**Challenge**
Pick out every line of the data below that contains the string "wearing", matching case exactly.

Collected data
[start]

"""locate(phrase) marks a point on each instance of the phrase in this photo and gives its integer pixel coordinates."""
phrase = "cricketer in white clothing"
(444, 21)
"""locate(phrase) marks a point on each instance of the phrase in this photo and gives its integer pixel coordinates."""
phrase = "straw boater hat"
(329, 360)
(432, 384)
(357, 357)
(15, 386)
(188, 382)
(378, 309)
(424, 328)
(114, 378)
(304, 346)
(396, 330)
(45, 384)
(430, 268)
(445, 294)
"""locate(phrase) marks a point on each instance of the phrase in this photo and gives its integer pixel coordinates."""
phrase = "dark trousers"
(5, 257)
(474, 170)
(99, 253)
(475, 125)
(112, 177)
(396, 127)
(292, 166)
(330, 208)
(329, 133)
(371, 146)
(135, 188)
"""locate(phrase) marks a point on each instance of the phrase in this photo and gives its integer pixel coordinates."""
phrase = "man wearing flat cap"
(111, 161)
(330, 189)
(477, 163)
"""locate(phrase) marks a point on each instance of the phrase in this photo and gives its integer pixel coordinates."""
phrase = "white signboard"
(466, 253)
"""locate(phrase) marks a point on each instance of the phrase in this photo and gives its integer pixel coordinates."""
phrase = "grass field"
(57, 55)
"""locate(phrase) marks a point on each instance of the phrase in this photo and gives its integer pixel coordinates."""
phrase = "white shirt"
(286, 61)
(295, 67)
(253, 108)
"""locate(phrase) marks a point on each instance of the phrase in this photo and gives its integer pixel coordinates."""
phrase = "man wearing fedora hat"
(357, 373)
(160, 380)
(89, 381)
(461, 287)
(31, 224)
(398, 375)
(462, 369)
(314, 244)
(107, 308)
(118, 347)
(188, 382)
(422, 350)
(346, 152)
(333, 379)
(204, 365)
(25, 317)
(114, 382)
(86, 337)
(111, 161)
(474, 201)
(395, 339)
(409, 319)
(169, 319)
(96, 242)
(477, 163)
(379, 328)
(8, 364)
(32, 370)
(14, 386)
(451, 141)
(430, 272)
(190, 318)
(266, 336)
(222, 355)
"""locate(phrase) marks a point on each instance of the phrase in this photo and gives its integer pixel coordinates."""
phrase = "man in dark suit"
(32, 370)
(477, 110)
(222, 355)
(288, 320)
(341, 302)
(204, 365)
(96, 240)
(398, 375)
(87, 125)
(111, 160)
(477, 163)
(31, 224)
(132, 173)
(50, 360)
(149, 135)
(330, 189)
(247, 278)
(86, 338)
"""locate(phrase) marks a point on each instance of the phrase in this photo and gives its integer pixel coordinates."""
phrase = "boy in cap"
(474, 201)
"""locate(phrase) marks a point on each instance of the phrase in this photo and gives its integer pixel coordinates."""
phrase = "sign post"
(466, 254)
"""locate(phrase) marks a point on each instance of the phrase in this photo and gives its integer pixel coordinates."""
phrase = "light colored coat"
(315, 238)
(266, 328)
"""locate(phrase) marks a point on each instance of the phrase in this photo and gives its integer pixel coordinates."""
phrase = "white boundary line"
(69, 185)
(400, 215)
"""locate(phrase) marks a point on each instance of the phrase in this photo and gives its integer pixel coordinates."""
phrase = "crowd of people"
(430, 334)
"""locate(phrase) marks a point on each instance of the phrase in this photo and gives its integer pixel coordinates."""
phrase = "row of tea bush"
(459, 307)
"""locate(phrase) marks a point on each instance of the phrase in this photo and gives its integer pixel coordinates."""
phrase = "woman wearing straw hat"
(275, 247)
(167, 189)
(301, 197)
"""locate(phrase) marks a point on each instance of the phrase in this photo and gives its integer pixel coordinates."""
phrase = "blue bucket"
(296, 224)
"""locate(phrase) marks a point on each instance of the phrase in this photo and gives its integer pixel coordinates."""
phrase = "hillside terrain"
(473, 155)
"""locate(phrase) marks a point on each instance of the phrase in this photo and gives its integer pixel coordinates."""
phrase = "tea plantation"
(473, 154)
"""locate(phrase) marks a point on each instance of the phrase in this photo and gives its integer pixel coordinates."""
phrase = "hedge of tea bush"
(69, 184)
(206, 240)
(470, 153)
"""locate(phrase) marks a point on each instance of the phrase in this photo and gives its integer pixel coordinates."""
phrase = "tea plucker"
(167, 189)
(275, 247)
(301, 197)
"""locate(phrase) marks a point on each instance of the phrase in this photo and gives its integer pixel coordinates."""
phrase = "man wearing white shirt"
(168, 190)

[end]

**Answer to the exercise**
phrase = "man wearing flat cap"
phrase = "man wearing fedora hat"
phrase = "woman wearing straw hat"
phrase = "man wearing white shirt"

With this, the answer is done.